### [Problem set]
1. According to the reproducibility index below, what department and university list all four authors of the SaFARi paper?
2. Using the reproducibility index below, explain in one to three sentences why its scores should be read as estimates.

Reproducibility Index

Notice: The reproducibility variables underlying each score are classified using an automated LLM-based pipeline, validated against a manually labeled dataset. LLM-based classification introduces uncertainty and potential bias; scores should be interpreted as estimates. Full accuracy metrics and methodology are described in Coakley et alK. L. Coakley, T. Snelleman, H. Hoos, and O. E. Gundersen, "The embrace of open science: An analysis of a decade of AI research and 56 800 conference papers," Under Review, 2026..

SaFARi: State-Space Models for Frame-Agnostic Representation

Authors: Hossein Babaei, Mel White, Sina Alemohammad, Richard Baraniuk

TMLR 2025 | Venue PDF | LLM Run Details

Reproducibility Variable	Result	LLM Response
Research Type	Experimental	We demonstrate that Sa FARi can generate SSMs for function approximation over any frame or basis by choosing examples that are non-orthogonal, incomplete, or redundant. We then evaluate Sa FARi-generated state-space models on some sample datasets online function approximation, benchmarking against established baselines.
Researcher Affiliation	Academia	Hossein Babaei EMAIL Department of Electrical and Computer Engineering Rice University; Mel White EMAIL Department of Electrical and Computer Engineering Rice University; Sina Alemohammad EMAIL Department of Electrical and Computer Engineering Rice University; Richard G. Baraniuk EMAIL Department of Electrical and Computer Engineering Rice University
Pseudocode	No	The paper includes mathematical formulations and derivations but does not contain any clearly labeled pseudocode or algorithm blocks with structured, code-like steps.

### [Study material]
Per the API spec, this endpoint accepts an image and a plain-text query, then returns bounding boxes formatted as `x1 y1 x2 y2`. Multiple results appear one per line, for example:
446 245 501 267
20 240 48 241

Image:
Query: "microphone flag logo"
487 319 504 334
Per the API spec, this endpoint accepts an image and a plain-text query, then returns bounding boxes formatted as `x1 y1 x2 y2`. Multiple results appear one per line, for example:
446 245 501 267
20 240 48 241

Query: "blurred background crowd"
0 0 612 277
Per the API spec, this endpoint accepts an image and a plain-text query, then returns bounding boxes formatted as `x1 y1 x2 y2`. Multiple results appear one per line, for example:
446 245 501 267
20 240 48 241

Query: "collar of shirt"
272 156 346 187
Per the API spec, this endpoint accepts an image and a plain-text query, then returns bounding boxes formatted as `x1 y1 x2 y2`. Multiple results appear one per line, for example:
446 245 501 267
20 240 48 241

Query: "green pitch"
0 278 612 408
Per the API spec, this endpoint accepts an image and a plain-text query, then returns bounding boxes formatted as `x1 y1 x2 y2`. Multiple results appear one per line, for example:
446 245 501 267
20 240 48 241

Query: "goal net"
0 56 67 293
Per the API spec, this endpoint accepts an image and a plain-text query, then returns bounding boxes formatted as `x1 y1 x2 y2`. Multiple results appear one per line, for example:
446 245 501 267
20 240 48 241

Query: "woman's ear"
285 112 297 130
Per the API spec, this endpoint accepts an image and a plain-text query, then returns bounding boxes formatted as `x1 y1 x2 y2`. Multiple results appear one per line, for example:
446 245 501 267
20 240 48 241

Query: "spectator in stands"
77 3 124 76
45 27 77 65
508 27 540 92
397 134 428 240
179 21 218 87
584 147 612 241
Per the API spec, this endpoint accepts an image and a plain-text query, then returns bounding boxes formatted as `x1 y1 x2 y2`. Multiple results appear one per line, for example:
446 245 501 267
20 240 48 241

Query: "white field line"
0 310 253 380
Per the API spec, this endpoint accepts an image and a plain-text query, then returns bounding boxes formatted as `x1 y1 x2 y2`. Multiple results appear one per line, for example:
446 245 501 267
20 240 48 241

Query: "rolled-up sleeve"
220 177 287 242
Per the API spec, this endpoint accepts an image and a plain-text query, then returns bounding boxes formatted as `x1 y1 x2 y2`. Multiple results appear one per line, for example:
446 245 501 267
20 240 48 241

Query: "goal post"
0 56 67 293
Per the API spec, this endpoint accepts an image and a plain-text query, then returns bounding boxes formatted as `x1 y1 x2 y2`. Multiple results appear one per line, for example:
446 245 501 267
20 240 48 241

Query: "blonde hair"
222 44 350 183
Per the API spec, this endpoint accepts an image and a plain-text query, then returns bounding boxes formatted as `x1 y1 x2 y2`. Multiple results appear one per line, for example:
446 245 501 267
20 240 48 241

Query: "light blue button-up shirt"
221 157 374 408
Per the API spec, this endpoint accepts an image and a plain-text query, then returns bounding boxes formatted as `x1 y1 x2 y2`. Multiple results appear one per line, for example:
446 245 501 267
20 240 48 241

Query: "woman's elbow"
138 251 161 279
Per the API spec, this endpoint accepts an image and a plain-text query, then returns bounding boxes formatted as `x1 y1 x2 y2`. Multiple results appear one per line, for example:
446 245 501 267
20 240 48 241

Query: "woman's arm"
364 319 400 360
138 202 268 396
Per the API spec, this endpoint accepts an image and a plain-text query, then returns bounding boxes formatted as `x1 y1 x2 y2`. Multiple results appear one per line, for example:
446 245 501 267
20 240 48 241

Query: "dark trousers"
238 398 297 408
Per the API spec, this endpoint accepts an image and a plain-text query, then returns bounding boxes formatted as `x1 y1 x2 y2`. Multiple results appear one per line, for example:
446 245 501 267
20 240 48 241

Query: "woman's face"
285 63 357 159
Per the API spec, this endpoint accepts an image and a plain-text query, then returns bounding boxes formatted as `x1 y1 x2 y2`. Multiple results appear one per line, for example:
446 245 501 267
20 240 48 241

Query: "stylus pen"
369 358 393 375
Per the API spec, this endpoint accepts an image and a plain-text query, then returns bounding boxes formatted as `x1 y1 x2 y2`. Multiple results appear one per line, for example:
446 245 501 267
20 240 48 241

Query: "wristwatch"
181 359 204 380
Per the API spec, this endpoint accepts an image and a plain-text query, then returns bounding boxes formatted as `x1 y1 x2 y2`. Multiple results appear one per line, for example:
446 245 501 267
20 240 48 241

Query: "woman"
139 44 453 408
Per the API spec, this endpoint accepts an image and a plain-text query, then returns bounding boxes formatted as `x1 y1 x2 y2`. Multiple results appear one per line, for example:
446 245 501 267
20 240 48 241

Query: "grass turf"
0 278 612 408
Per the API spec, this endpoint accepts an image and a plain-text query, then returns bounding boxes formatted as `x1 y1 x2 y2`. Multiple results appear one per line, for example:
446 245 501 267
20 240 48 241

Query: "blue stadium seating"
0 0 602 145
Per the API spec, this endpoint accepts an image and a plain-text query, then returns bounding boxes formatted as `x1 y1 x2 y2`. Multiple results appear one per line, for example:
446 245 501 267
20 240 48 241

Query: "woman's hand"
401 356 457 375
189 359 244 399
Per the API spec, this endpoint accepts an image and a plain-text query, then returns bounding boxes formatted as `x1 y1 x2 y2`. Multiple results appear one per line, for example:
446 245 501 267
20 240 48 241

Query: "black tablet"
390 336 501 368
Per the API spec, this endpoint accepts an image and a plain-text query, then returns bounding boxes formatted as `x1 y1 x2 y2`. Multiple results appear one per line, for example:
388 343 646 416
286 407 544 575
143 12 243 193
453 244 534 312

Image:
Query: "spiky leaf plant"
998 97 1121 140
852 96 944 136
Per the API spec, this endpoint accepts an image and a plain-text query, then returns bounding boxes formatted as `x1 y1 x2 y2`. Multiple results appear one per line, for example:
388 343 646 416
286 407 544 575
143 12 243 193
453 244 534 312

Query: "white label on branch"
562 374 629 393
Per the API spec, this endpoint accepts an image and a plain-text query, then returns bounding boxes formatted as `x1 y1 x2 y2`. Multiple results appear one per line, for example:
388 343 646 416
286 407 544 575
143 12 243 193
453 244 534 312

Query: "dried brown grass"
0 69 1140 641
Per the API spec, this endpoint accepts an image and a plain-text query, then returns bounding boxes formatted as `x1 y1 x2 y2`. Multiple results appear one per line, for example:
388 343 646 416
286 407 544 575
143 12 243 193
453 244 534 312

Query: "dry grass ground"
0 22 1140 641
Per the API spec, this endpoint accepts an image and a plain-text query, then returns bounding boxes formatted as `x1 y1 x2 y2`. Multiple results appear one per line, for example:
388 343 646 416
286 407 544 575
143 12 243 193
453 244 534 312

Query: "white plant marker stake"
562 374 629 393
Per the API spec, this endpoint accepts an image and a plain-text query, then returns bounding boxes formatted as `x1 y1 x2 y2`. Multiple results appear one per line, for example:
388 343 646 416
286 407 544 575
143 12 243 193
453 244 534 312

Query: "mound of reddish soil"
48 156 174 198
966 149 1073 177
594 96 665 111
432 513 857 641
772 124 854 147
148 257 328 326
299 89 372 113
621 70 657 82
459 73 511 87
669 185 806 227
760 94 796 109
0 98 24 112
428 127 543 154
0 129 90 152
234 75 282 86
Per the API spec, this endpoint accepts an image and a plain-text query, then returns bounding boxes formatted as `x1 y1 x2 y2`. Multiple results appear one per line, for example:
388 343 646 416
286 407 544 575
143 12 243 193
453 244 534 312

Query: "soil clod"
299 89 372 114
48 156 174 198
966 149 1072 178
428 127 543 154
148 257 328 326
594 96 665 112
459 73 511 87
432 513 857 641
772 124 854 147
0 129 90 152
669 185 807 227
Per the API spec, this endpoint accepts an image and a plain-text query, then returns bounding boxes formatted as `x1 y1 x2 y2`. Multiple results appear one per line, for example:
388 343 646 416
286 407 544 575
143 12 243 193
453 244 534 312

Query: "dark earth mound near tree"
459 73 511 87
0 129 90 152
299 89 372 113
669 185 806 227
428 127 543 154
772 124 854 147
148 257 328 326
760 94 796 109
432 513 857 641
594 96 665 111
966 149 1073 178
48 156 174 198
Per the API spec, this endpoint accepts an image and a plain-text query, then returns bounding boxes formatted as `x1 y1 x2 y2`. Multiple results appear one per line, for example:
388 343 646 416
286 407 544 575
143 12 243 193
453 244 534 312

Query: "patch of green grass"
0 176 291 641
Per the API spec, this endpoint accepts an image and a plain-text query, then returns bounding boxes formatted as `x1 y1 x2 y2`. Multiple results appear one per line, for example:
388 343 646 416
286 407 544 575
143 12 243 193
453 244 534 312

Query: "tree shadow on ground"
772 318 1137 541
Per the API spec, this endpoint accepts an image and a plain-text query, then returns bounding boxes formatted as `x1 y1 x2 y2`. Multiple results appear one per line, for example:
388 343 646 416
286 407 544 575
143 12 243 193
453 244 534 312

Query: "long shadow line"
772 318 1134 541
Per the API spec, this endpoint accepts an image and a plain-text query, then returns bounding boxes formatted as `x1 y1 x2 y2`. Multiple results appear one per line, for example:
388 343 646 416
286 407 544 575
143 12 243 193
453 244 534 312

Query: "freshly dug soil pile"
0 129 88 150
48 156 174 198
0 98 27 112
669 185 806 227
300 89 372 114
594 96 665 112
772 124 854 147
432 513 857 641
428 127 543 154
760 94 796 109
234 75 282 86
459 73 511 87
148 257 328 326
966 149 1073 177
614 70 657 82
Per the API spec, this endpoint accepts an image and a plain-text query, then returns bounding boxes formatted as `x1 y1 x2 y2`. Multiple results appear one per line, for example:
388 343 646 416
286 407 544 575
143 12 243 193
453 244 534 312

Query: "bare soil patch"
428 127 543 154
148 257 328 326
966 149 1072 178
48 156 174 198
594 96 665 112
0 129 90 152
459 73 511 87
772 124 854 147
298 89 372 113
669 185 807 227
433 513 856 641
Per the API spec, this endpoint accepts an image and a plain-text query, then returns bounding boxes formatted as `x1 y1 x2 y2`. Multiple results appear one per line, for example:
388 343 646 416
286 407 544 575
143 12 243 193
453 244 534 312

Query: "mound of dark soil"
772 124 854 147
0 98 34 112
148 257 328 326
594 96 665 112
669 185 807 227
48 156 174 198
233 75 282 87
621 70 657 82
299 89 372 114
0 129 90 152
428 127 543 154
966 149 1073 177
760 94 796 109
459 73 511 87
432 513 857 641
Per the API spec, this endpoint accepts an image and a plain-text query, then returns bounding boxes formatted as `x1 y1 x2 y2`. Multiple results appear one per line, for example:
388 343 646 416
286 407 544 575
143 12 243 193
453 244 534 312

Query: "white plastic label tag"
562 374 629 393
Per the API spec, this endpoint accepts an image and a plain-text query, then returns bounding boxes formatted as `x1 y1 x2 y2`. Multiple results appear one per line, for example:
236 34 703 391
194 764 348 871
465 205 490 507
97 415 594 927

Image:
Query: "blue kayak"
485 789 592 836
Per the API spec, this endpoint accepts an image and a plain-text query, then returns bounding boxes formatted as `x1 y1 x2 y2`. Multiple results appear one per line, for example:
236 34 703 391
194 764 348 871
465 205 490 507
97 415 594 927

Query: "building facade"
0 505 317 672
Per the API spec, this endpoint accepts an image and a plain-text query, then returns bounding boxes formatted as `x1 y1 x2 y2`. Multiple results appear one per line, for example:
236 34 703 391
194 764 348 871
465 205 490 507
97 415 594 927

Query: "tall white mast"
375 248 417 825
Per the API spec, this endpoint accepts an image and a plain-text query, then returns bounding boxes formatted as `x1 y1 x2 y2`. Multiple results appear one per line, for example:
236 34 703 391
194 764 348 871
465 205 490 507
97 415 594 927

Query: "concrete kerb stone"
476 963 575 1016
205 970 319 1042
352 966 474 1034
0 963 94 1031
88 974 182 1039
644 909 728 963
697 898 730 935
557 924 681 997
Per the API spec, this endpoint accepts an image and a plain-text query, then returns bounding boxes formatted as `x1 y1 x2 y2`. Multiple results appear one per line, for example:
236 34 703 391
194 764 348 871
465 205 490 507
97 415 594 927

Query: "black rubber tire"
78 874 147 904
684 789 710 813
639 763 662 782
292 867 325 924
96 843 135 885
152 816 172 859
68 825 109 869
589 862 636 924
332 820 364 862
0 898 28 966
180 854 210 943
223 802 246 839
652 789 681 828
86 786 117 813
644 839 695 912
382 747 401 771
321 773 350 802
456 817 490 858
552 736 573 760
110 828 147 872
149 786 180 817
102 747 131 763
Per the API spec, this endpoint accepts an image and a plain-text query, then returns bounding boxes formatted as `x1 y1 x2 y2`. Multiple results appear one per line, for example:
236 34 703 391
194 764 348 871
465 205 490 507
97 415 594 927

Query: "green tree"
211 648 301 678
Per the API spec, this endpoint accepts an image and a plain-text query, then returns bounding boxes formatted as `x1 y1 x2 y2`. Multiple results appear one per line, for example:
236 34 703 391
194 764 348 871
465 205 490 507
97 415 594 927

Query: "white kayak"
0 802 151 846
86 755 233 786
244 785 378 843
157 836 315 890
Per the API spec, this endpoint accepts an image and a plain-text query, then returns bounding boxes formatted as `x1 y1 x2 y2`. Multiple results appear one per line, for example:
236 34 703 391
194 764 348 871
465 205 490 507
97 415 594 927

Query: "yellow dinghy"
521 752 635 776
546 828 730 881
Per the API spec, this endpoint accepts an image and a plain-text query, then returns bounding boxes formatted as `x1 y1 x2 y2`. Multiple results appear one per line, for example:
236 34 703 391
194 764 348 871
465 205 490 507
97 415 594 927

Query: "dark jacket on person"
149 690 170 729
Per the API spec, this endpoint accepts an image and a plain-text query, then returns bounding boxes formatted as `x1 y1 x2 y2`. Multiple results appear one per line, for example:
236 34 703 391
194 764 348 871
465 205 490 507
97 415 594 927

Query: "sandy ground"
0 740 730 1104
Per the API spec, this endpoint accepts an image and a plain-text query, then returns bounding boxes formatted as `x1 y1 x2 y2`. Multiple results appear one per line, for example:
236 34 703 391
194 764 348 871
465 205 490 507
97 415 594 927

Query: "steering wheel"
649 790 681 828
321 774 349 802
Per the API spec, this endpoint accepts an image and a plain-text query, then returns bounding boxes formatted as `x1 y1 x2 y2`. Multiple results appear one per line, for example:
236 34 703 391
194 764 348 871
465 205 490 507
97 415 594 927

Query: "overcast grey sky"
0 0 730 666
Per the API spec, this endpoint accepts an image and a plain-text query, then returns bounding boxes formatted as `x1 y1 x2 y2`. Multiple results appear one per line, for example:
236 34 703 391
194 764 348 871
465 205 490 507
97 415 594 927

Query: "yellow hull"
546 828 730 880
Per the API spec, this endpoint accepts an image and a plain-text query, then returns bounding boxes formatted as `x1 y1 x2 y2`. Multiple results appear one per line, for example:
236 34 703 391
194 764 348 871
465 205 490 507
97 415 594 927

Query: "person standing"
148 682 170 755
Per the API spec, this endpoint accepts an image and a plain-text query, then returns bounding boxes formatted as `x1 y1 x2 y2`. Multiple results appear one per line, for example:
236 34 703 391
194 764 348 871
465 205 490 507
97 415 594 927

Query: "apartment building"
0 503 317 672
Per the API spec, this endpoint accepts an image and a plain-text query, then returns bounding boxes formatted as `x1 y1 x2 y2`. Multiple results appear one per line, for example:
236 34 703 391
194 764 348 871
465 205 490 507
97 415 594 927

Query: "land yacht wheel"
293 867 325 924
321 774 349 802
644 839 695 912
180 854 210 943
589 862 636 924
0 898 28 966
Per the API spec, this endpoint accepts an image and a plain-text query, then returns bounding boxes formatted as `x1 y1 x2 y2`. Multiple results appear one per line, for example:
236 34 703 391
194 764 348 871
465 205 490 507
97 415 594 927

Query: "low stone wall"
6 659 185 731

### [Responses to the tasks]
1. The Department of Electrical and Computer Engineering at Rice University.

2. An automated LLM-based pipeline classifies the reproducibility variables behind each score. That kind of classification brings uncertainty and possible bias, so the scores are estimates, even though the pipeline was checked against a manually labeled dataset.